The Indian government has decided to take a longer-term view toward addressing its airport infrastructure needs, as domestic traffic growth reaches 18 percent a year. Finally recognizing the shortcomings of planning in three- to five-year increments, and often on an emergency basis, India endeavors now to plan for 15 to 20 years into the future, theoretically allowing for infrastructure development to keep pace with traffic growth, said minister of state for civil aviation Jayant Sinha.
The government initiative known as Next Gen Airports for India centers on upgrading technology at airports to allow for 1 billion trips per year in the next 15 years, said Airports Authority of India chairman Guruprasad Mohapatra. According to Sinha, the country will invest $15 billion in airport infrastructure over the next five years.

Set of tasks ->
A. Reproduce the portion of the airport planning passage that begins at the words that include "The Indian government" and stops after the words "aviation Jayant Sinha.".
B. According to the airport planning passage, how much will India invest in airport infrastructure over the next five years?
The material that comes after this passage on India's airport planning is separate from it.

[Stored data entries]
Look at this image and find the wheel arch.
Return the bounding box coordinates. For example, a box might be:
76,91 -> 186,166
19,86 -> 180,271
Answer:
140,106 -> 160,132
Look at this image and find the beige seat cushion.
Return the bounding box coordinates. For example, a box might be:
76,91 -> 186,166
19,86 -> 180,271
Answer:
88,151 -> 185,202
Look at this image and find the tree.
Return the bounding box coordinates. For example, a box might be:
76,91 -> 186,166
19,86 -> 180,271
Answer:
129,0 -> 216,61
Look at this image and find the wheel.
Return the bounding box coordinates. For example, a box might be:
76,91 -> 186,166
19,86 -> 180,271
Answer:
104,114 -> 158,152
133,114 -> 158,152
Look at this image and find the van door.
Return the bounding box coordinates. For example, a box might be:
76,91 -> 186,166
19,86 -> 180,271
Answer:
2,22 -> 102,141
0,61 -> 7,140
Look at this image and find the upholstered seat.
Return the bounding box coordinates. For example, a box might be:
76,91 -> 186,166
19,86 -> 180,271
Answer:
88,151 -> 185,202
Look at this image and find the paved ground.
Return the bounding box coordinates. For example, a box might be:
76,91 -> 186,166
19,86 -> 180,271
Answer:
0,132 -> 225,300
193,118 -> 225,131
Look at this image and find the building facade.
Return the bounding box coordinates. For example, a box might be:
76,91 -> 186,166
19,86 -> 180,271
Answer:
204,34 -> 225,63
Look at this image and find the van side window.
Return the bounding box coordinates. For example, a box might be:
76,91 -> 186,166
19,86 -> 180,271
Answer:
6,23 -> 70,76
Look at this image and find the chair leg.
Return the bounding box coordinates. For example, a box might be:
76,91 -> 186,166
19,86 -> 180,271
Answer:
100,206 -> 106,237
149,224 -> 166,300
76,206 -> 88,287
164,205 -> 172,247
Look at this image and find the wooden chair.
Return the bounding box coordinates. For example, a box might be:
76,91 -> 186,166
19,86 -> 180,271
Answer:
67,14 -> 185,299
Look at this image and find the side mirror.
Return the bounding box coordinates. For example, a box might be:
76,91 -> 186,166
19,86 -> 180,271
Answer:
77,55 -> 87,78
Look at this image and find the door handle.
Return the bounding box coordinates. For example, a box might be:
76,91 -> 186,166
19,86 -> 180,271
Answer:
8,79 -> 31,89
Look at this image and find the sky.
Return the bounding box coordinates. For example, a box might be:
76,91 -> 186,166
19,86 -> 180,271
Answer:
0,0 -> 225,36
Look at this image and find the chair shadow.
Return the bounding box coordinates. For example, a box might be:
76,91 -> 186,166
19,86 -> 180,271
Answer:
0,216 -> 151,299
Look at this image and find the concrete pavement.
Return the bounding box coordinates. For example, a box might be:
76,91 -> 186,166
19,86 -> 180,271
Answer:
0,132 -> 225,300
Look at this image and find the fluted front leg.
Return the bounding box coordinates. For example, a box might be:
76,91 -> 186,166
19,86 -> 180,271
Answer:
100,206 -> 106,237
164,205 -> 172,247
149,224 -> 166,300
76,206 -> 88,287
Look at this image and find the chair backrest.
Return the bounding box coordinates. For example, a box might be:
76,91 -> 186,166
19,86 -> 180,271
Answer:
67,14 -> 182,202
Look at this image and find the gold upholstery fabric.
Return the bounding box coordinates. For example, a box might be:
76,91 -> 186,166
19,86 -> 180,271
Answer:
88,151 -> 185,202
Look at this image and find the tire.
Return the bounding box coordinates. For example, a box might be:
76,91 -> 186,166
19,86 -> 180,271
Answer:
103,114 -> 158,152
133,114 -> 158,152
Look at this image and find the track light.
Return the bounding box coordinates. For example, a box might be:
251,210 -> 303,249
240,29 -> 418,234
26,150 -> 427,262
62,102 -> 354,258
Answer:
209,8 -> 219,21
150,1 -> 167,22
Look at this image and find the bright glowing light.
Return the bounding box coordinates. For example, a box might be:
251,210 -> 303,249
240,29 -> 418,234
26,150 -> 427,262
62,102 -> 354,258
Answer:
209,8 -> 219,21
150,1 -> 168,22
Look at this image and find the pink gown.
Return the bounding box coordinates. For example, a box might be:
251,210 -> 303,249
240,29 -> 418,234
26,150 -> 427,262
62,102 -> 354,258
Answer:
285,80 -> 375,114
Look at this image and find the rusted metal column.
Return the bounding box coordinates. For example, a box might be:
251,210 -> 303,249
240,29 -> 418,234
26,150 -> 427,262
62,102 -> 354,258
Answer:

List of answers ->
A.
The Indian government has decided to take a longer-term view toward addressing its airport infrastructure needs, as domestic traffic growth reaches 18 percent a year. Finally recognizing the shortcomings of planning in three- to five-year increments, and often on an emergency basis, India endeavors now to plan for 15 to 20 years into the future, theoretically allowing for infrastructure development to keep pace with traffic growth, said minister of state for civil aviation Jayant Sinha.

B. $15 billion.